#### Exercise tasks:
#1 Answer these questions from the article on miscanthus in Iowa:
(a) How many acres of miscanthus were planted in Muscatine County in the spring of 2013?
(b) Since when has Europe been planting the crop?
(c) What renewable energy commitment is the university trying to reach by 2020?
#2 Write the next part of the article on miscanthus in Iowa, picking up after its final sentence.

Pioneering Perennials in Iowa Soil

The University of Iowa is searching for the right biomass feedstock to cofire with coal at its power plant, and miscanthus is one option a few early adopters are testing.
By Katie Fletcher | February 05, 2015

Crops take time to establish. Not only do proper planting and harvesting practices need instituting, but an end market must exist. Southeast-Asia originated Miscanthus × giganteus serves as one among a variety of energy crops studied in Iowa. Over the past few years, two miscanthus test plots have been planted in Iowa; 12 acres in the spring of 2013 in Muscatine County, and another 16 acres near Iowa City the following spring. Now with planting protocol explored at both sites, the initial harvest of the 2013 test plot is just around the corner. The harvested miscanthus will be one of several options cofired with coal in two solid-fuel boilers at the university, in an effort to reach its 40 percent renewable energy commitment by 2020. The university has provided the end market for the first two growers to participate in its biomass fuel project. Although preliminary efforts have revealed substantial data on miscanthus, more research and test runs must be done before outreach to a few early adopters turns into a mass-marketing effort.

Early Adopters
Growing miscanthus is not a pioneering operation everywhere. Europe has been planting the crop since the 1980s, primarily for combustion in power plants. In the continental U.S. South, farmers grow the perennial for a poultry-bedding end market. A few other states have grown miscanthus, but, overall, miscanthus is in its early stages in the U.S., and only a few early adopters have begun looking into incorporating it, and other perennials and grasslands, into farming operations.
 “I’m always looking to diversify our portfolio of crops,” says Steve Schomberg, the first grower participating in the biomass fuel project in 2013. “I think it has a great future, as a landowner and farmer you don’t want to put all of your eggs in one basket.”

#### Record excerpts:
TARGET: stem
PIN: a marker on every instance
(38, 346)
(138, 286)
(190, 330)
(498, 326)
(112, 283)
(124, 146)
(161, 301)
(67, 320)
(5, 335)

#### In response:
#1
(a) 12 acres
(b) Since the 1980s
(c) 40 percent renewable energy

#2
This is perhaps why over coffee with a friend Schomberg’s ears perked up when he heard about UI’s project. Another Iowa grower followed in 2014. “The concept of growing fuel is pretty interesting,” says Dan Black, owner of the 2014 pilot plot.
These two growers knocked on the university’s door, and are now helping spread the word to others interested in leasing sections of land for the project’s purpose. “We want to have 2,500 acres in production to support our 2020 goal,” says Ferman Milster, principal engineer of renewables at UI.  “We’re going to be ramping up 200 acres this coming year, and then much more than that in the years to come.”

As a predominantly liberal arts and sciences school, UI turned to the agricultural expertise of Iowa State University for support. This is when Emily Heaton, assistant professor and extension biomass specialist at ISU, got involved. “It’s a fantastic partnership,” Heaton says. “Their university is taking the risk on transitioning their power plant, and Iowa State is taking the risk on understanding the agronomic implications of the crops they choose, trying to do all the testing for them at a research scale to understand what they should start implementing.”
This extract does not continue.